**SUPPLIED PASSAGE:**
** begin **
Tell them that if they need something when you are talking or someone is speaking to you, that they can put their hand on your arm and wait QUIETLY. As soon as you can, you'll turn to them. Sometimes kids don't know what TO do, and they at least need to know that you know they need you.

After a few trial runs, if they DON'T do it that way, then don't answer them at all. Continue your conversation as if they weren't talking, with a disapproving glance their direction.

At our house, I issue a "two minute penalty." If I am getting things ready for supper, and still carrying things to the table and you ask for a drink, you can be guaranteed your impatient rudeness will earn you the opportunity to be served a drink LAST, everytime.

If you interupt me, I will take longer and longer and longer to finish my conversation, maybe pausing to remind them of how it is to be done, and letting them know that this is their opportunity to practice.

But, I can be a real jerk about rudeness. I don't take it well from anyone.
post #4 of 10
I understand, we have the same problem and, to boot, DD1 gets very upset if anyone "talks over" her.

I'll share what they taught her in Montessori school. It's called "polite interrupting" Any time they want to speak to anyone else who is already talking (usually the teacher), they place their hand on the person's shoulder and wait to be acknowledged.

We have, or course, adopted this at home. She doesn't always use "polite interrupting" at home, but when she does it's gold! If DH and I are talking, and she remembers to be polite, she rests her hand on my shoulder and waits silently until I'm ready to listen to her. So it's not that we don't get interrupted, but at least we get to finish our sentence (if not our entire thought) before we address DD. She's not perfect, but the bargings have certainly decreased.
** end **
**EXTRACTED MATERIAL:**
** begin **
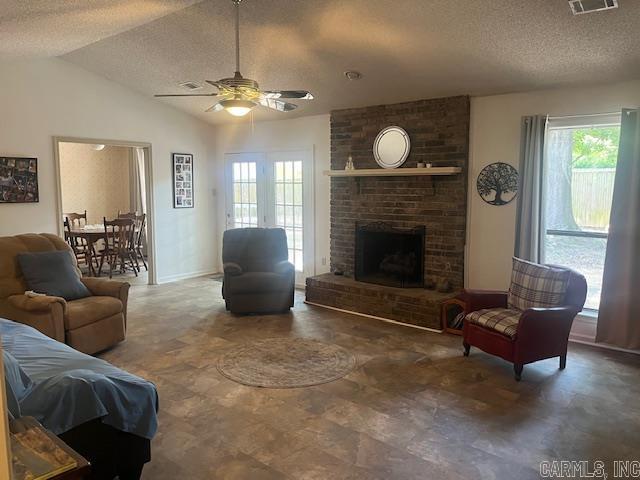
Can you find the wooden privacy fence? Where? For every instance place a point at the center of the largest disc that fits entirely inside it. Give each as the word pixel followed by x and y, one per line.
pixel 591 192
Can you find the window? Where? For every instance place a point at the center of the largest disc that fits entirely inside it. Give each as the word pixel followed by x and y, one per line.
pixel 245 201
pixel 579 172
pixel 274 189
pixel 289 206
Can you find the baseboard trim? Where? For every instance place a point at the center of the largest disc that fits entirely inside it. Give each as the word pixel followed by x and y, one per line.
pixel 186 276
pixel 603 346
pixel 366 315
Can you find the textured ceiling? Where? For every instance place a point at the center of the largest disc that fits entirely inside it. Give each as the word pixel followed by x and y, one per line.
pixel 45 28
pixel 406 50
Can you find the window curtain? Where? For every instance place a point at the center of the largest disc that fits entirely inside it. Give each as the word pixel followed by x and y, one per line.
pixel 138 199
pixel 619 314
pixel 529 221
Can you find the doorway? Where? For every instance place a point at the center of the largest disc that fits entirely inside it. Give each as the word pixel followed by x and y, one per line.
pixel 105 180
pixel 274 189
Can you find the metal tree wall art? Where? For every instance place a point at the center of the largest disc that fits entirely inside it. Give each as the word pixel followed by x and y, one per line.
pixel 498 183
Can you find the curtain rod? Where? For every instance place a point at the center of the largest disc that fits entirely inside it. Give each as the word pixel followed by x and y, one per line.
pixel 558 117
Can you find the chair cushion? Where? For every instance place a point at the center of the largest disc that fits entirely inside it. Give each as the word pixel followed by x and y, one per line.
** end **
**TASKS AND EXERCISES:**
- A) In the passage about kids interrupting, what name does the Montessori school give to the practice it taught?
- B) Carry on the passage about kids interrupting, starting right after its final sentence.

**ANSWERS BELOW:**
- A) Polite interrupting.

- B)
...Now DD2 is a whole different story...she's 2 and demands everyone's attention immediately!
post #5 of 10
Quote:
Originally Posted by Just1More View Post
Tell them that if they need something when you are talking or someone is speaking to you, that they can put their hand on your arm and wait QUIETLY. As soon as you can, you'll turn to them. Sometimes kids don't know what TO do, and they at least need to know that you know they need you.
You could try being goofy about it, too. If they have something the HAVE to tell you when you are talking, they could go get the "SAY IT" flag and hop around the room until you see them.

Or they could run to the "I HAVE TO TELL YOU RIGHT NOW" mat (you know...it used to be called the door mat...) and wave their arms frantically.

Then, to help them remember not to interupt, you could say goofy things like, "Wait, I'm still talking...and I can't answer you yet because you aren't waving your arms fast enough."

Maybe that will help them remember the manners part, yet give them an outlet for their need.

(There...that was nicer than my last post. )
post #6 of 10
Quote:
Originally Posted by PoetryMom View Post
I understand, we have the same problem and, to boot, DD1 gets very upset if anyone "talks over" her.

I'll share what they taught her in Montessori school. It's called "polite interrupting" Any time they want to speak to anyone else who is already talking (usually the teacher), they place their hand on the person's shoulder and wait to be acknowledged.

We have, or course, adopted this at home. She doesn't always use "polite interrupting" at home, but when she does it's gold! If DH and I are talking, and she remembers to be polite, she rests her hand on my shoulder and waits silently until I'm ready to listen to her. So it's not that we don't get interrupted, but at least we get to finish our sentence (if not our entire thought) before we address DD. She's not perfect, but the bargings have certainly decreased.

...Now DD2 is a whole different story...she's 2 and demands everyone's attention immediately!
dd1 (5 yrs old) has started tapping us on the shoulder. At first I found it annoying, but upon reflection, maybe this is a good tactic for her.
post #7 of 10
We have the "interrupt rule" where he puts his hand on my hand. If I need him to wait, he knows to wait until I acknowledge him. I generally try to do so pretty fast to reinforce that he's using the manners that I taught him in this situation. It's hard for them to wait long at that age.
post #8 of 10
i suggest the" because" moethod

tell them you don`t like when you are interrupted because it disturbs the conversation and makes you and your husband upset.
The "because" is like a magic word, makes them think of the outcome more.
wors well on grownups, never tried it on kids tho..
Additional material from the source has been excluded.